Brief: Look through the material below and copy exactly the lines from the line with "Query: lawn" to the line with "written like <point>247,155</point>.", those two lines included.

Input:
++++++++

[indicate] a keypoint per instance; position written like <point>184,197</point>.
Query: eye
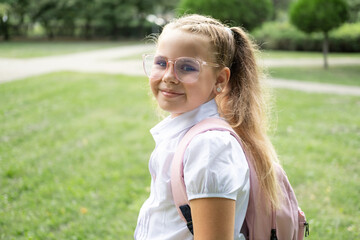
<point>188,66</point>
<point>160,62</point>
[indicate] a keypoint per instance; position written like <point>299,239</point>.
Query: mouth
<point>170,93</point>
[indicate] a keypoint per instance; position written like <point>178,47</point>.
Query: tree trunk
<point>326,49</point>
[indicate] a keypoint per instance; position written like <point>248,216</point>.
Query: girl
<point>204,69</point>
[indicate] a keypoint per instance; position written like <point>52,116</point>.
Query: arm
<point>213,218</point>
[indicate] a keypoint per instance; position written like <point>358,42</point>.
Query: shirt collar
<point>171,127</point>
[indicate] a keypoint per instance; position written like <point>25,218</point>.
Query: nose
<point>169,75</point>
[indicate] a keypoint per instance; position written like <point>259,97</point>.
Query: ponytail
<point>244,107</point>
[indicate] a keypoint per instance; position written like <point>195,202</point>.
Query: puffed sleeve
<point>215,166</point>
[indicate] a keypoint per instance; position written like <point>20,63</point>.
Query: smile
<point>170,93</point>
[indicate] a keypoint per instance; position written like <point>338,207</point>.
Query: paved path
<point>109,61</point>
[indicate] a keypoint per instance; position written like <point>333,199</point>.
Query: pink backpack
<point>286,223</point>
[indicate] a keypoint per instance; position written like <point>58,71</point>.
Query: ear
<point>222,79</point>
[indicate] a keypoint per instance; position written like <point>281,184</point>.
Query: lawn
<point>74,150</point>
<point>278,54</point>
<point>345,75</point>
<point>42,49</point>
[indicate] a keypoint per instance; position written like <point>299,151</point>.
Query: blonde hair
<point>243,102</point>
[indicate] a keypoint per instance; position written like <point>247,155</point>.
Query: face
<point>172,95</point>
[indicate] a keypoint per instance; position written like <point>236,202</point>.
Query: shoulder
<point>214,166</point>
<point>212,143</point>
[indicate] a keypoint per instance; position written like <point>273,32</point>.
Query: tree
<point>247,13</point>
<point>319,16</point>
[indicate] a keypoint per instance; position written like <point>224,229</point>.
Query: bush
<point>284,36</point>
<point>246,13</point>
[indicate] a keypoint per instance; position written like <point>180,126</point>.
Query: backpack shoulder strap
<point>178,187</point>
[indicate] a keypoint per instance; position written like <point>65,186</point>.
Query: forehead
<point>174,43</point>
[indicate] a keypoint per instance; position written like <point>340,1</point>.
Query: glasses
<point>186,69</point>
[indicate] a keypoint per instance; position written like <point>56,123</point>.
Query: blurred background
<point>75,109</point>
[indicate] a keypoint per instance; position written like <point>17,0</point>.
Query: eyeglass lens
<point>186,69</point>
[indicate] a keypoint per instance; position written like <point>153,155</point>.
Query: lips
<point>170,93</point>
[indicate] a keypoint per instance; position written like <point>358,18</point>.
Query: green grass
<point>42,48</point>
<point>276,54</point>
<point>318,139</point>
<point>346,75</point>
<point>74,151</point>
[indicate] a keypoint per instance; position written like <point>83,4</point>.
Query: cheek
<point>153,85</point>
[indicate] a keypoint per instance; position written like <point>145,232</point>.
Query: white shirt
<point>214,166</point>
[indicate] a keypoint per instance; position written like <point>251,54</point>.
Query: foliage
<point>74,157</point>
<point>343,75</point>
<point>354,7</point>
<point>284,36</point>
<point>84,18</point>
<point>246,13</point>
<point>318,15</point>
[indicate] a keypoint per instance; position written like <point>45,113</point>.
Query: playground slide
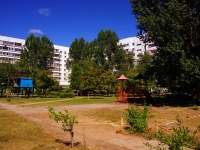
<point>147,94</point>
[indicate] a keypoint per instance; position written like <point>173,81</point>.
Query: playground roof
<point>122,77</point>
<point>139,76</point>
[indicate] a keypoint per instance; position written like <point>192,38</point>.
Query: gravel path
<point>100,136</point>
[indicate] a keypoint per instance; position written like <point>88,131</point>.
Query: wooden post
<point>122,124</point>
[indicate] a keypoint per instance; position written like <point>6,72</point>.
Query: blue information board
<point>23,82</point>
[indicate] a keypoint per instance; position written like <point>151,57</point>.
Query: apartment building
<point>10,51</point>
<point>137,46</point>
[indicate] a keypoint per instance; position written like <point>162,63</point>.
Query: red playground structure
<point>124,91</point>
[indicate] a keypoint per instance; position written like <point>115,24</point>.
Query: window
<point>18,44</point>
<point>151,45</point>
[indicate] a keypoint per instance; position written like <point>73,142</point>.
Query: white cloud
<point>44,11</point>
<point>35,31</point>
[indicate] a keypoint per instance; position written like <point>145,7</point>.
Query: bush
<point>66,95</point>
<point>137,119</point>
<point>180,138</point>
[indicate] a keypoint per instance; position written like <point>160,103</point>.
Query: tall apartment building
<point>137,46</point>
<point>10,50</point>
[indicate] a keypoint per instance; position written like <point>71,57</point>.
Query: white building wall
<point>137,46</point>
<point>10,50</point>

++++++++

Response:
Query: lawn
<point>74,150</point>
<point>278,54</point>
<point>345,75</point>
<point>42,49</point>
[indicate] a keypoint per instance; position written like <point>299,151</point>.
Query: blonde hair
<point>243,102</point>
[indicate] a keypoint per instance; position written like <point>247,155</point>.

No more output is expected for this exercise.